▶ **SHORT TASK**
Count the lines in the data below that contain the string "salad" and give only that number.

▶ **RECORDS FOR THE TASK**
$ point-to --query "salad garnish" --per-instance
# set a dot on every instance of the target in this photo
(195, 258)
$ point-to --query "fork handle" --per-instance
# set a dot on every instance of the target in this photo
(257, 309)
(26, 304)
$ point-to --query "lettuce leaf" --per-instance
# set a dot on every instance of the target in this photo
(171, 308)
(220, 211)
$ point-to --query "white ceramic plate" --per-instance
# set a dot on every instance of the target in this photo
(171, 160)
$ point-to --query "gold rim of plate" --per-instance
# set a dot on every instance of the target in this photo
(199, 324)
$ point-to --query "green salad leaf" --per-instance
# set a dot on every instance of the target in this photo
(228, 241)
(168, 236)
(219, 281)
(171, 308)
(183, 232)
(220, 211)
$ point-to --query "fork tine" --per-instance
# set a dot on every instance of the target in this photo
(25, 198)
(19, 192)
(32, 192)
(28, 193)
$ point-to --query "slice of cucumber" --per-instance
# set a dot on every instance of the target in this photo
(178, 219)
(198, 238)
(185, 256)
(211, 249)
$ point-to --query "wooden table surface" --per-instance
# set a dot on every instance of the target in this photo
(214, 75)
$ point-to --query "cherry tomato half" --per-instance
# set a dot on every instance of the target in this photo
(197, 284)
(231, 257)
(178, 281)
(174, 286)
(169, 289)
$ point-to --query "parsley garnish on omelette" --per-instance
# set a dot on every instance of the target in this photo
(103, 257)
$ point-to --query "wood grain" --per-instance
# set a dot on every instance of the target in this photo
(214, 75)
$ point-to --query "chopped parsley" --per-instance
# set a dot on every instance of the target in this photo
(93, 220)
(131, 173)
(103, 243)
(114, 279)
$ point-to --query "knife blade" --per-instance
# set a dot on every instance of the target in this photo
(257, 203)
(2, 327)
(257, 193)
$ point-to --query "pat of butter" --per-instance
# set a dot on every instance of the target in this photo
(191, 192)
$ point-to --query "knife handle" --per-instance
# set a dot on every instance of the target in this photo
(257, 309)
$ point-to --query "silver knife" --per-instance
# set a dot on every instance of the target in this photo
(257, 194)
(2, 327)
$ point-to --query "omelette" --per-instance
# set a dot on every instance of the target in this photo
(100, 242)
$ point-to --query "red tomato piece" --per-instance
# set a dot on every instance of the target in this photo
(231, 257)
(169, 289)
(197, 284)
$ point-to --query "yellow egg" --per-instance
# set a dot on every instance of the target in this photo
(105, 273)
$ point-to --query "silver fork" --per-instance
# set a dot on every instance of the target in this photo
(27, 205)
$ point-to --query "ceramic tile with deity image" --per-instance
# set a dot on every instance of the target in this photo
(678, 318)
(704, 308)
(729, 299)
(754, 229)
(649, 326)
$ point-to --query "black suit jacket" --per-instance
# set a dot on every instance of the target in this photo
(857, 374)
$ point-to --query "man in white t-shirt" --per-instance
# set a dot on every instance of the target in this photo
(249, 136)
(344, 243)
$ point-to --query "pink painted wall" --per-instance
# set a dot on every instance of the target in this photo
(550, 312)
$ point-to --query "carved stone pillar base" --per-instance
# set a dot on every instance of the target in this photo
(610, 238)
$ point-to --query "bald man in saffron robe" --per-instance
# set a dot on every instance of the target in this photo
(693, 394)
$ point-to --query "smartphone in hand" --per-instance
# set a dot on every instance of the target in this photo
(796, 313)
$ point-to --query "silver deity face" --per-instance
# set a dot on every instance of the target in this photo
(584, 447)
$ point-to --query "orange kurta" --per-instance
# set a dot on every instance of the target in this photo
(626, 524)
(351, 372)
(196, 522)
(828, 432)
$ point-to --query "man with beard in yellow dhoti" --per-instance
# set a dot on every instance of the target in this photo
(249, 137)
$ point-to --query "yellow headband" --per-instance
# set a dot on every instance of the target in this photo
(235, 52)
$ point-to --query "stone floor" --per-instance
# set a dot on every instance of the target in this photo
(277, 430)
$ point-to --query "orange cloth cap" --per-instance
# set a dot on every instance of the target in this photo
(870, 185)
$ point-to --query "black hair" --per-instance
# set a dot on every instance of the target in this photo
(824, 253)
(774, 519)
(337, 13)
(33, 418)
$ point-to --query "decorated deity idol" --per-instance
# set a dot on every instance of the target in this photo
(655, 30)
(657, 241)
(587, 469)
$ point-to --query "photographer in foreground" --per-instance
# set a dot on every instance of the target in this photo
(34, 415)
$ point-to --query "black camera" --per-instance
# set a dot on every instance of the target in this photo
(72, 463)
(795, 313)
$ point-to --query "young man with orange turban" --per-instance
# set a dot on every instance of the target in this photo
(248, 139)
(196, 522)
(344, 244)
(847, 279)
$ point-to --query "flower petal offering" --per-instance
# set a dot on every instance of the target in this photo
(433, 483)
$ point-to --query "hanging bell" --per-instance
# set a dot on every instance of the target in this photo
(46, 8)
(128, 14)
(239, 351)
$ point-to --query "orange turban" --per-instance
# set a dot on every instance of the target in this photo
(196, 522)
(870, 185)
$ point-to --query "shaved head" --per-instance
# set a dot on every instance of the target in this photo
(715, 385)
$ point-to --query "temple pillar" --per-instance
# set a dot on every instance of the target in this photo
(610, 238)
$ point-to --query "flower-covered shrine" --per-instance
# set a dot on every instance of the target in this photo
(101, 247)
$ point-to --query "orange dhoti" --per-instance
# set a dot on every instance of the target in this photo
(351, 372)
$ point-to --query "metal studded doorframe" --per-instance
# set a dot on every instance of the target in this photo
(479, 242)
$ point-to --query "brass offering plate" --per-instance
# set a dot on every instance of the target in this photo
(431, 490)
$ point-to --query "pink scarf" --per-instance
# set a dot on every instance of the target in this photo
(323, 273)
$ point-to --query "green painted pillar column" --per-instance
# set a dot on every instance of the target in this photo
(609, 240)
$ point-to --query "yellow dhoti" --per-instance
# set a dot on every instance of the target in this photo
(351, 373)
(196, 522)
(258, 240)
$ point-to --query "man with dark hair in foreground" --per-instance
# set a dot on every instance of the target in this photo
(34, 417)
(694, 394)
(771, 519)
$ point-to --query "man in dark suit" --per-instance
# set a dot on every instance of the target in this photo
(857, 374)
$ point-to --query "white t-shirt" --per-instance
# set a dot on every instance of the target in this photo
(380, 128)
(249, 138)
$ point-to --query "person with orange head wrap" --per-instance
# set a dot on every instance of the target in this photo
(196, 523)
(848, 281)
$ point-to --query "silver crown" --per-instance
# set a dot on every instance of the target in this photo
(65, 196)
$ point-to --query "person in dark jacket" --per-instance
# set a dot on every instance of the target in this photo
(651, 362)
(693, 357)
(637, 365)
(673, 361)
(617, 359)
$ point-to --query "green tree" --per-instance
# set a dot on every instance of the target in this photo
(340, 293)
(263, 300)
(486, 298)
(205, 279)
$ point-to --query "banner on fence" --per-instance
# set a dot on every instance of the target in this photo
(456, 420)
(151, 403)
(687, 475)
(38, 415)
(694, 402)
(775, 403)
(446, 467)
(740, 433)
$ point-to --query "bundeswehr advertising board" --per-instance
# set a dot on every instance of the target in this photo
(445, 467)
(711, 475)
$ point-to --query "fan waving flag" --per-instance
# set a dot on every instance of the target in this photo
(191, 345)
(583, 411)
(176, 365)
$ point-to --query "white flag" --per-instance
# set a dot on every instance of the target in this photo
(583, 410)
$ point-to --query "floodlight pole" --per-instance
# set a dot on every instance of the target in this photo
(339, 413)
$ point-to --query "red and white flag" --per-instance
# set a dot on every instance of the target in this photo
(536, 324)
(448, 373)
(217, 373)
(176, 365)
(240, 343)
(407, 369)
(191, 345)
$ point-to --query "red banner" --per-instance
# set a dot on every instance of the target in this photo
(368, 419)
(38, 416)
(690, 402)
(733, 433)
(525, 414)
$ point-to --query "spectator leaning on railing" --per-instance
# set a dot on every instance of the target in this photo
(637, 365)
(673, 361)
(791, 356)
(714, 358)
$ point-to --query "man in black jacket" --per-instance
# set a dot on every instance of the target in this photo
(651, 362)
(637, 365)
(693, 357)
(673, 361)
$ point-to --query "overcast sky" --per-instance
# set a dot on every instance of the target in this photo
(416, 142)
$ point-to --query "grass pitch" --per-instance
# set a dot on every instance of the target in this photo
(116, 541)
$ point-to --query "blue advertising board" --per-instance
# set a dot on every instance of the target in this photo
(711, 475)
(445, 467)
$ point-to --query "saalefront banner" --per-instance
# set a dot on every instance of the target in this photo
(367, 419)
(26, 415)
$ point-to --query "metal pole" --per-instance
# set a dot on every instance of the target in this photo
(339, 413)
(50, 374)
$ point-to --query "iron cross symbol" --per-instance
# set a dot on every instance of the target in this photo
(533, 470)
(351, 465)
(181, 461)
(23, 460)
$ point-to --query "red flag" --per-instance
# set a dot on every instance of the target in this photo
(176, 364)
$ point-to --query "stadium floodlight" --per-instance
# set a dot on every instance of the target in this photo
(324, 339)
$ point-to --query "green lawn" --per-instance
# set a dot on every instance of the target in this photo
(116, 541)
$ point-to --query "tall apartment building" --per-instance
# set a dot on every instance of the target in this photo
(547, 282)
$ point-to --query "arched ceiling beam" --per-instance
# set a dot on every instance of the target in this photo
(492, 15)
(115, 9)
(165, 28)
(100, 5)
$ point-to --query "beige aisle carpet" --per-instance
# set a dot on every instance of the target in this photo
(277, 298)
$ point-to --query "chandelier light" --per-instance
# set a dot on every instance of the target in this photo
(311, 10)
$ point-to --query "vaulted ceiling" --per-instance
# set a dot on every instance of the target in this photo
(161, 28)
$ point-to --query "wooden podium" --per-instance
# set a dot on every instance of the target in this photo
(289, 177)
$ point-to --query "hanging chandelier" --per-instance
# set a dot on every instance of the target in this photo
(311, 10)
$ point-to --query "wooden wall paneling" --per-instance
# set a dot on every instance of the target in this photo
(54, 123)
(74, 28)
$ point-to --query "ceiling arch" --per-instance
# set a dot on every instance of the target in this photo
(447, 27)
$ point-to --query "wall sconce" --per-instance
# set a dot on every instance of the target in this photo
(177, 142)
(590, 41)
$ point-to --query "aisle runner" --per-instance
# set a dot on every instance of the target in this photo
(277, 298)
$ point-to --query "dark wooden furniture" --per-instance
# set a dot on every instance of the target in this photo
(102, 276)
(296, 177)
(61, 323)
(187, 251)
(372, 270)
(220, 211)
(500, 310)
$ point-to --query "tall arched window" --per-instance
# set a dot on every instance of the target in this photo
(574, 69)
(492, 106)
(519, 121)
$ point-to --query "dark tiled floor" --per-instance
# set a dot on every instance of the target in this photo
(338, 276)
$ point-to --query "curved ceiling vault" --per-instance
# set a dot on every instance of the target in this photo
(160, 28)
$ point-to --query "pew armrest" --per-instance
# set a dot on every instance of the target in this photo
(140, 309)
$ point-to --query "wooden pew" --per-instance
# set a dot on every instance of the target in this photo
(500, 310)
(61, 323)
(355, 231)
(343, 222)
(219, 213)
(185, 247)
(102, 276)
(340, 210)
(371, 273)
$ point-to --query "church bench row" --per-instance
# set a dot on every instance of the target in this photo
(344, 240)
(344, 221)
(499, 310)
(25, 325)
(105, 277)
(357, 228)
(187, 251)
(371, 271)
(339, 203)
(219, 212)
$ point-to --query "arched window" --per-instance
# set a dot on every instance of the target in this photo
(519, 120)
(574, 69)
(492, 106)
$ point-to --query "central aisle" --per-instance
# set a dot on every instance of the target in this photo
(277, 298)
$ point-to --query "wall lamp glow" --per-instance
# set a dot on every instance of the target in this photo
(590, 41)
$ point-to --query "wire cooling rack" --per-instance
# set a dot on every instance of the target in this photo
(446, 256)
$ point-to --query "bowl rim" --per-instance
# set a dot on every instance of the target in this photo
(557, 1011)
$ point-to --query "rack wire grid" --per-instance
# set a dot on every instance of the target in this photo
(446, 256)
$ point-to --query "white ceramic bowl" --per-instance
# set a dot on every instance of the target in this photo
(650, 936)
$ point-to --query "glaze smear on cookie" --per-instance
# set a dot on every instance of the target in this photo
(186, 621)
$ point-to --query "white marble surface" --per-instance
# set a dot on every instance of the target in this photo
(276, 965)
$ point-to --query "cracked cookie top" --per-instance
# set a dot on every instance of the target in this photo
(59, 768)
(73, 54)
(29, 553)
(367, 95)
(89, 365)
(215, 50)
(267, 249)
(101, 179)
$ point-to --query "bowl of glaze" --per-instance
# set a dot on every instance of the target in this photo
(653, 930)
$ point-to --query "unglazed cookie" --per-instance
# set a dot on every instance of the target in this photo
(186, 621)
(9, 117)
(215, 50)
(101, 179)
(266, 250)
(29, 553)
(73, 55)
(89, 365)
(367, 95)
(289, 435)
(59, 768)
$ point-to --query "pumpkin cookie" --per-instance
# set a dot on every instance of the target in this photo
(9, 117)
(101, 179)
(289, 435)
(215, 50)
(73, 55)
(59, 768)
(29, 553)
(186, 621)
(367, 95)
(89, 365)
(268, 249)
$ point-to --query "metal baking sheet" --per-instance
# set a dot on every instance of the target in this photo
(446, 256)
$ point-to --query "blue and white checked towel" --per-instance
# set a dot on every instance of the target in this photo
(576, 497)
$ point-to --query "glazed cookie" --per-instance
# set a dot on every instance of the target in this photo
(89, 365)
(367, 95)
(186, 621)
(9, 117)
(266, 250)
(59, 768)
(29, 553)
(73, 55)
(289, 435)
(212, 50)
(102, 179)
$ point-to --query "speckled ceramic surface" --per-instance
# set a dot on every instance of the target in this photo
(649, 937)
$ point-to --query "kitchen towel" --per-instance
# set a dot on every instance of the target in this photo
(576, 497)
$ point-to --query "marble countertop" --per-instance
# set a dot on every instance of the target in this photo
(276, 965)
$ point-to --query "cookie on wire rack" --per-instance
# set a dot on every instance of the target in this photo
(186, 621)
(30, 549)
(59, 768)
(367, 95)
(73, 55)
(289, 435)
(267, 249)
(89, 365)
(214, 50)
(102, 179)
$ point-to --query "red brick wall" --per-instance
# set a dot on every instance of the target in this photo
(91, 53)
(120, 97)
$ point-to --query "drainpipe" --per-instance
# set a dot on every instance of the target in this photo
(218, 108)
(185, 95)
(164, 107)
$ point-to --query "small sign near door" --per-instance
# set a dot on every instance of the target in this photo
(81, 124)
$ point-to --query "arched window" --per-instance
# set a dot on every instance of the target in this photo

▶ **THE ANSWER**
2